### ACTIVITY
Where does the string "window" appear in the records? Copy each line that holds it.
== PROVIDED INFORMATION
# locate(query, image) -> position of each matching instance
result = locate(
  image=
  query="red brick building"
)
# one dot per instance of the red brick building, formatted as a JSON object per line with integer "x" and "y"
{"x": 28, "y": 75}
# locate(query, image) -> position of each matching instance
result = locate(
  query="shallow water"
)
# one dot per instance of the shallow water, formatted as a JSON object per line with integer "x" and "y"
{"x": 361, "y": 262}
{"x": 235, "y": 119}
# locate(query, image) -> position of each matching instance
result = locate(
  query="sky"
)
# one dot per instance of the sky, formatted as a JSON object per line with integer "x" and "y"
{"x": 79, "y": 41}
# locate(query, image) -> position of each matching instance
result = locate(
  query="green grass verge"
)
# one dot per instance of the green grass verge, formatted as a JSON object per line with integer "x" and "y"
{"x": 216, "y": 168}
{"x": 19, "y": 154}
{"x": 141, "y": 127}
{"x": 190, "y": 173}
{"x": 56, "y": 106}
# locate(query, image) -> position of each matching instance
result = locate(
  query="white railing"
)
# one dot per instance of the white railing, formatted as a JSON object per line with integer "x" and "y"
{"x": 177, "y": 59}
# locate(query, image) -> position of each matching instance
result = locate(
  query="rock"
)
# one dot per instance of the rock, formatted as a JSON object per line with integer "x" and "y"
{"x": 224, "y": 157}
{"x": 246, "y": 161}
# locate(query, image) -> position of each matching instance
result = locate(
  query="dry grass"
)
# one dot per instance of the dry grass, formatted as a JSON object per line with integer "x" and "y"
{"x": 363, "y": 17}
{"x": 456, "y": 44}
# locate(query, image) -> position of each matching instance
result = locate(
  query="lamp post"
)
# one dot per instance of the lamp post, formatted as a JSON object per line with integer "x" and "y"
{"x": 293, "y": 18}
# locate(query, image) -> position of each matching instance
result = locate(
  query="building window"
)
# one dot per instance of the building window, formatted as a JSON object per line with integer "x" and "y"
====
### ANSWER SPACE
  query="building window"
# one dot per instance of the building window, formatted as a JSON object per line with integer "x" and "y"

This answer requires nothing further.